## Task to carry out
Type every record exactly as it appears.

## Provided entries

== Segment start ==

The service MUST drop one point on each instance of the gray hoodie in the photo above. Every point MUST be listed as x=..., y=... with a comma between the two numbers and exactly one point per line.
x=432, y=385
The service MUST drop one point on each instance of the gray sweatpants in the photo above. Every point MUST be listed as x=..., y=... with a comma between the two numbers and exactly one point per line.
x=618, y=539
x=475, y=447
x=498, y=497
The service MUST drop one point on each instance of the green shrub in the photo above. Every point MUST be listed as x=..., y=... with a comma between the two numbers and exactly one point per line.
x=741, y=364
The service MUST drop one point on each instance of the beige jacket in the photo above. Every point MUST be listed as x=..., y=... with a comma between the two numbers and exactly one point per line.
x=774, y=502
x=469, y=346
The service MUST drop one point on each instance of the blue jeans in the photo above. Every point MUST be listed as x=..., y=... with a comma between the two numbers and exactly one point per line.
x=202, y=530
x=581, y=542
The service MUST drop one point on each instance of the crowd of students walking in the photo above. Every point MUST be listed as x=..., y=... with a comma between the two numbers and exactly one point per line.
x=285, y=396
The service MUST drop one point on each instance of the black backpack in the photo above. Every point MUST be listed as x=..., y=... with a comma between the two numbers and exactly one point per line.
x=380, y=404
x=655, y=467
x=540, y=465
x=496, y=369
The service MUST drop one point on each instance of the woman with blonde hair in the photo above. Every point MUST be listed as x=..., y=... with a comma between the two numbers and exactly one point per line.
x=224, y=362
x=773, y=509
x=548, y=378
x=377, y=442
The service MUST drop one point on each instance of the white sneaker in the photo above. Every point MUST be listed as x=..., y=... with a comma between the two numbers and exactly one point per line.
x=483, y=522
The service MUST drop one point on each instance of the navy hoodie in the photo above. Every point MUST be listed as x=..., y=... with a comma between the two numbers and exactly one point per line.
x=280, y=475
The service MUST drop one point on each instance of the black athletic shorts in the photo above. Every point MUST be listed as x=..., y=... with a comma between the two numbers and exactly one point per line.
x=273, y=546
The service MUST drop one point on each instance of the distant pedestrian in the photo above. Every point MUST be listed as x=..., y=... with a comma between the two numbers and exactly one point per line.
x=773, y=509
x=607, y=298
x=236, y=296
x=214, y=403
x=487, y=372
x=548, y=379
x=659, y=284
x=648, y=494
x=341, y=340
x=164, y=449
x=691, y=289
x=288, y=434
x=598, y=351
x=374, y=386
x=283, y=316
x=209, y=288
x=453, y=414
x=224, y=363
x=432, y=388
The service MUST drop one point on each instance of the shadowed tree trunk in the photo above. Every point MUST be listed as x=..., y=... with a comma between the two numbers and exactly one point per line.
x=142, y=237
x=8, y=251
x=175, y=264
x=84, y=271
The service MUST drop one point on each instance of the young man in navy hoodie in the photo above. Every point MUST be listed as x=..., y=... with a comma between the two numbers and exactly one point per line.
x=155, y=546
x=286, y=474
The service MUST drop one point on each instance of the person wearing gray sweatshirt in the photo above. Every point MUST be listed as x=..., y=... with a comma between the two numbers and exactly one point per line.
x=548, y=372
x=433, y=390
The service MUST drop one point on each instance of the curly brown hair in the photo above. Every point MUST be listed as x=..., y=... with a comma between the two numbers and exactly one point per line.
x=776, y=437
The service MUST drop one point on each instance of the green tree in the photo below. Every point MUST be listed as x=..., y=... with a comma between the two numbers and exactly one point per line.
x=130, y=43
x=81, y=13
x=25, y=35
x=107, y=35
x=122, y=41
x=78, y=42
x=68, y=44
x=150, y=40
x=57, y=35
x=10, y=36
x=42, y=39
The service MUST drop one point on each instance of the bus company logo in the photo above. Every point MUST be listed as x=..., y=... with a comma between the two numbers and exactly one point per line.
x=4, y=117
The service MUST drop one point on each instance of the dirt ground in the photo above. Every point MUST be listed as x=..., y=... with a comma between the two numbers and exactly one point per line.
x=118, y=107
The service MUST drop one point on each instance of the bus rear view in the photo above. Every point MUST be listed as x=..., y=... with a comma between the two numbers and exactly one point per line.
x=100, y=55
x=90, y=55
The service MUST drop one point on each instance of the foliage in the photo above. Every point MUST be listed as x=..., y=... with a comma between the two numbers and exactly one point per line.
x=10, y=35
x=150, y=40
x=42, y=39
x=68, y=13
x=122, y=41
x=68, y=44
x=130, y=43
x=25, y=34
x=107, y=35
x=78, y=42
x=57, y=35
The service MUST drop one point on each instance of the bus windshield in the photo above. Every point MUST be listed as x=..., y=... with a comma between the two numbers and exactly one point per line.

== Segment end ==

## Task output
The service MUST drop one point on each instance of the gray hoodie in the photo above. Every point MUST be listed as x=..., y=... with a comma between the two numbers and exactly one point per line.
x=432, y=385
The service MUST drop one point on each instance of the gray sweatpants in the photo above. Every point MUST be listed as x=..., y=... with a comma between the two numbers and exactly one point per line.
x=618, y=539
x=475, y=447
x=498, y=497
The service MUST drop one point on each instance of the green shrub in the photo above. Every point MUST be listed as x=..., y=... with a comma between the two numbers and exactly one point per line.
x=741, y=364
The service MUST drop one point on each instance of the beige jacket in the photo above. Every point MUST be listed as x=..., y=... with a comma between the two numbers and exactly one point per line.
x=774, y=502
x=469, y=346
The service MUST drop one point on each instance of the blue jeans in the photo above. Every point MUST be listed as x=..., y=... with a comma between the two numbers and exactly one point per line.
x=202, y=530
x=581, y=542
The service MUST drop one point on each instance of the crowd of students walking in the photo above. Every point MUST be listed as x=..., y=... with a comma between the two numbers and exactly one point per line.
x=285, y=396
The service MUST drop one point on each instance of the black backpack in the photo above. Every point MUST be listed as x=..., y=... with a comma between the two numbers and exactly one point per line.
x=380, y=404
x=655, y=467
x=540, y=465
x=496, y=369
The service MUST drop one point on each instance of the woman with blonde hair in the photo above. Every point MUST be listed as x=..., y=... with a comma between the two numbers and exactly one point per line.
x=224, y=362
x=773, y=509
x=548, y=378
x=377, y=442
The service MUST drop one point on each instance of the white sneaker in the photo above. Every point MUST be listed as x=..., y=... with a comma between the two numbers and exactly one point per line.
x=483, y=522
The service MUST drop one point on each instance of the navy hoodie in the photo above. Every point MUST be listed as x=..., y=... with a comma between the two numbers and exactly one point per line.
x=280, y=475
The service MUST drop one point on each instance of the black athletic shorts in the photo above. Every point MUST be listed as x=..., y=... with a comma between the two numbers and exactly one point per line.
x=273, y=546
The service MUST drop one point on each instance of the distant pedestrian in the photo above. Every point MUST be listed as x=..., y=... with a comma between the two numbers and exactly one point per line.
x=773, y=509
x=607, y=298
x=236, y=296
x=214, y=403
x=487, y=372
x=548, y=379
x=659, y=284
x=648, y=494
x=341, y=340
x=164, y=449
x=691, y=289
x=288, y=434
x=598, y=351
x=374, y=386
x=283, y=316
x=209, y=288
x=453, y=414
x=224, y=363
x=432, y=388
The service MUST drop one point on each instance of the shadowed tree trunk in the photo above. Every point MUST be listed as x=..., y=... with a comma between the two numbers and exactly one point per line.
x=142, y=237
x=8, y=251
x=175, y=264
x=84, y=271
The service MUST drop one point on each instance of the young man in navy hoodie in the photo above. Every point MUST be listed as x=..., y=... with a comma between the two numbers and exactly one point per line.
x=155, y=546
x=286, y=474
The service MUST drop one point on each instance of the person wearing gray sweatshirt in the photo above. Every point MUST be listed as x=..., y=... with a comma between the two numbers and exactly one point per line.
x=548, y=372
x=433, y=390
The service MUST drop one point on each instance of the curly brown hair in the photo above. Every point MUST be listed as x=..., y=... with a comma between the two numbers and exactly one point per line.
x=776, y=437
The service MUST drop one point on each instance of the green tree in the photo below. Every point MUST be listed as x=..., y=... with a comma between the two numbers and exactly one point per line.
x=130, y=43
x=81, y=13
x=25, y=35
x=107, y=35
x=122, y=41
x=78, y=42
x=68, y=44
x=150, y=40
x=57, y=35
x=10, y=36
x=42, y=39
The service MUST drop one point on each instance of the bus company logo in the photo above. Every point MUST be listed as x=..., y=... with a comma between the two numbers and exactly one point per line.
x=4, y=117
The service MUST drop one point on each instance of the dirt ground in the photo above. Every point MUST be listed as x=..., y=... with a comma between the two numbers and exactly one point per line.
x=118, y=107
The service MUST drop one point on each instance of the bus rear view in the photo above. Every point MUST be listed as x=..., y=... with a comma between the two numbers and exactly one point per line.
x=100, y=55
x=90, y=55
The service MUST drop one point on each instance of the foliage in the photo above. Every point MUST be listed as x=..., y=... with a comma between the two numbers and exactly one point per line.
x=10, y=35
x=150, y=40
x=42, y=39
x=68, y=13
x=122, y=41
x=68, y=44
x=130, y=43
x=25, y=34
x=107, y=35
x=78, y=42
x=57, y=35
The service MUST drop one point on each instance of the bus windshield in the photo above. Every point MUST be listed as x=..., y=... with a comma between the two numbers and exactly one point per line.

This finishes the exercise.